(Task brief) Rewrite the lines below, starting at the line that has "sneaker. For each one, return the bounding box." and stopping after the line that has "[985,470,1024,629]". Repeat every line in that span, requests included, but multiply each bounding box coordinate in the answers by 0.25 and round to whole numbers, with halves rounded up.

* Start Supplied data *

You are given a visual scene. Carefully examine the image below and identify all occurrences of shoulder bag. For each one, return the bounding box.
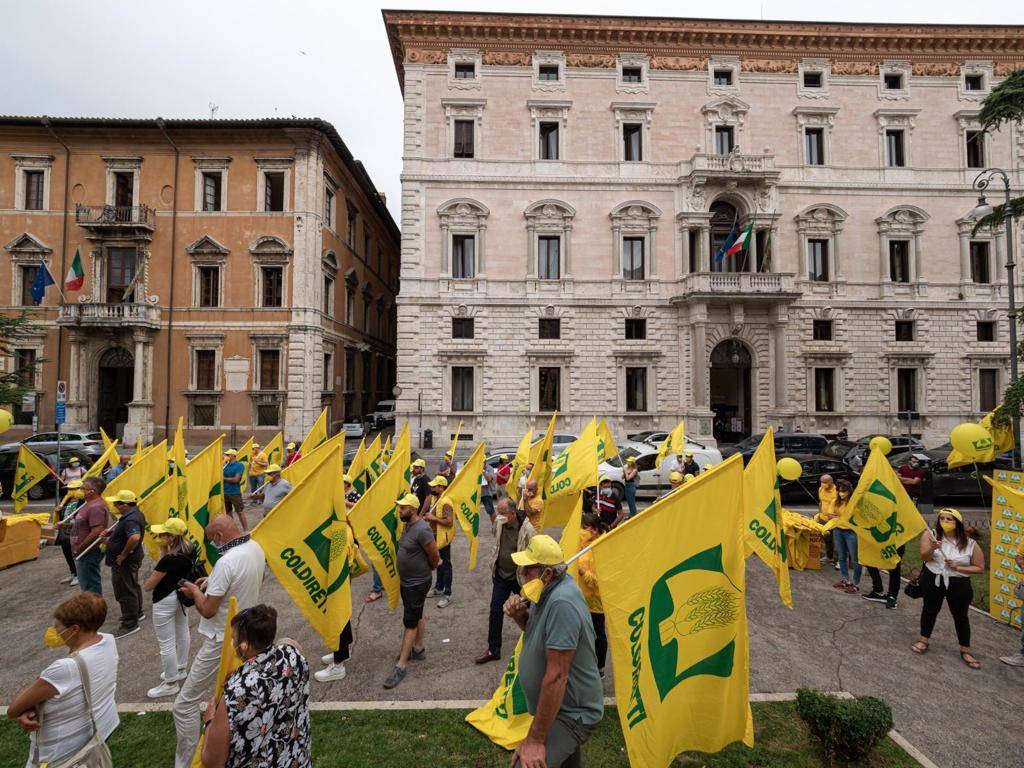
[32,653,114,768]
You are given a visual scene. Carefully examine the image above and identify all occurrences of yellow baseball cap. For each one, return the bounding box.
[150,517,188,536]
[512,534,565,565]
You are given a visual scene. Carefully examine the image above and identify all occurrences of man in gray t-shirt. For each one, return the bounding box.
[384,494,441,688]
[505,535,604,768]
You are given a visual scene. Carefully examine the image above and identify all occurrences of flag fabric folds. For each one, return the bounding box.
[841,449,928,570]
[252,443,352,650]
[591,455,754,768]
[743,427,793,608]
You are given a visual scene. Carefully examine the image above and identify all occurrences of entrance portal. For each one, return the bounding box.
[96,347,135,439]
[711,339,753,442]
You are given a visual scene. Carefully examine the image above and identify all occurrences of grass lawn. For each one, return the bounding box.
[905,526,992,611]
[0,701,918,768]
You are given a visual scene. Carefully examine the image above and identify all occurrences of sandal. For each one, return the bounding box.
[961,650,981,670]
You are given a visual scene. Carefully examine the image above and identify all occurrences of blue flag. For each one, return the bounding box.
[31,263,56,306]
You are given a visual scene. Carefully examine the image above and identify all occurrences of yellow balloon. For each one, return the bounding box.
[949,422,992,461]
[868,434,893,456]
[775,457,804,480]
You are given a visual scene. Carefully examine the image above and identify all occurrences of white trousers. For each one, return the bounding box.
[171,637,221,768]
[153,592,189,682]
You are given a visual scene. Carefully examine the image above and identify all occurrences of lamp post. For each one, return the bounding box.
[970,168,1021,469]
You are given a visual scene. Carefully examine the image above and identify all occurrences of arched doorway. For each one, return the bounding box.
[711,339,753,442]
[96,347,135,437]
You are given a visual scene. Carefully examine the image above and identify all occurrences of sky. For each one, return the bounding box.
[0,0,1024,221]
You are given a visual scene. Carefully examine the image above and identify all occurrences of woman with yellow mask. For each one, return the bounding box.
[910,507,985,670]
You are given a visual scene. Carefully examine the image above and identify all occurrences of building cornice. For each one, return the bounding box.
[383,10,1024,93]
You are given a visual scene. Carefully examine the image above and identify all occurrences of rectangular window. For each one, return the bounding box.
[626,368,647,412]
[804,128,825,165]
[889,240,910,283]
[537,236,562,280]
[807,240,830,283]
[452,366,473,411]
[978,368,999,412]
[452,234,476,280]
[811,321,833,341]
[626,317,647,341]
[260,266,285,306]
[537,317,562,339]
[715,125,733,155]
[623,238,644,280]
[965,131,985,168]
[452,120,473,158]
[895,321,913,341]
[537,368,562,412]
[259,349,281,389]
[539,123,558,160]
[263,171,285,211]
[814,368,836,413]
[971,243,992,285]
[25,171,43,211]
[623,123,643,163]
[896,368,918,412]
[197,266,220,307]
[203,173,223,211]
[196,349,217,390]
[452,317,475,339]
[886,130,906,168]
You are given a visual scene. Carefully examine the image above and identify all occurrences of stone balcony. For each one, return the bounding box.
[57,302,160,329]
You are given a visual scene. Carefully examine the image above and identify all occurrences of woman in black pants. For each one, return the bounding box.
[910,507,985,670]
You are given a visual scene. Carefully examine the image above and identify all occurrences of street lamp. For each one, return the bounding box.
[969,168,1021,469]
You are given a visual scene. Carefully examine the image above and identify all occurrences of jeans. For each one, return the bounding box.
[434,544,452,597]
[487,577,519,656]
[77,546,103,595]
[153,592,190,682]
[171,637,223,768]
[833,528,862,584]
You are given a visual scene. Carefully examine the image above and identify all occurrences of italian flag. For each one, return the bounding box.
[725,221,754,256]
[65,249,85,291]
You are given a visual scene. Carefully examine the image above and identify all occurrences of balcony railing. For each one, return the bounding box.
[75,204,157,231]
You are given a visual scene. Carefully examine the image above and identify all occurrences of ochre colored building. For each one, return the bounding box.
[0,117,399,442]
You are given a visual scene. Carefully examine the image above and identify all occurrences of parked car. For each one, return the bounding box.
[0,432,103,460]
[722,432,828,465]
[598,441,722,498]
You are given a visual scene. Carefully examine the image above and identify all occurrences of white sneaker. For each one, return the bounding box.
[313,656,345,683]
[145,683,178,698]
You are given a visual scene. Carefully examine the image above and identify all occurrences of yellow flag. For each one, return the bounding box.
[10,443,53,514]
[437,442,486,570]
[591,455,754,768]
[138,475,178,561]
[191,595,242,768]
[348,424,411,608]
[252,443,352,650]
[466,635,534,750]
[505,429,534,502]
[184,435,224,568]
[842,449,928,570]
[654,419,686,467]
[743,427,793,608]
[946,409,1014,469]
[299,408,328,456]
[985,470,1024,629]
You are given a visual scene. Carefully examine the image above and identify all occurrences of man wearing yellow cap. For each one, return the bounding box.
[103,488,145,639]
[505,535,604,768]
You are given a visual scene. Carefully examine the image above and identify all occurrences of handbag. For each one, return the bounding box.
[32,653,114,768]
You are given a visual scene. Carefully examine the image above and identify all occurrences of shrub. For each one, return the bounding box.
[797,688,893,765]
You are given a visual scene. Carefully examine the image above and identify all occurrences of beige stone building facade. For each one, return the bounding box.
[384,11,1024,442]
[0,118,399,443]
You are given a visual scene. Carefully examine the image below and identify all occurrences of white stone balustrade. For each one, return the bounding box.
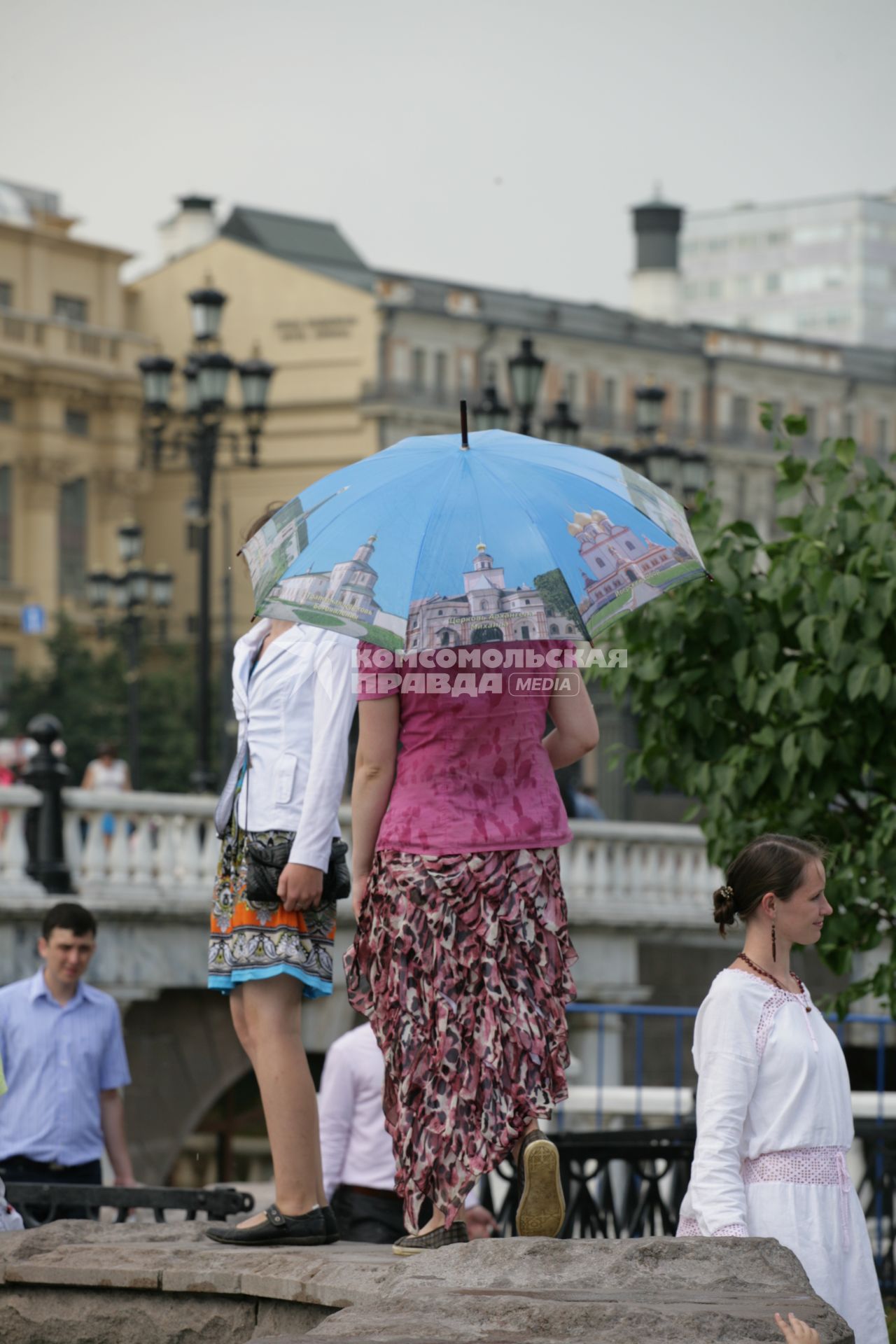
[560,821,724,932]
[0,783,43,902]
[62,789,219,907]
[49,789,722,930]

* End Supplied data *

(Correct answer)
You are given a visual scene. Carefully examine the image above and identify all occurrences of white sneaker. For each one, return the bounding box.
[78,164,86,171]
[36,171,45,175]
You are given a visual scene. Carefully examine the image above and identify all occurrences of yellow flag. For each one, return the bounding box.
[3,111,13,129]
[109,111,122,143]
[148,114,189,192]
[35,119,45,140]
[48,149,61,192]
[87,106,103,152]
[63,111,88,163]
[117,159,134,188]
[126,107,134,126]
[46,109,56,142]
[211,112,232,143]
[164,105,172,117]
[186,107,198,152]
[237,102,254,117]
[75,102,82,114]
[246,118,256,157]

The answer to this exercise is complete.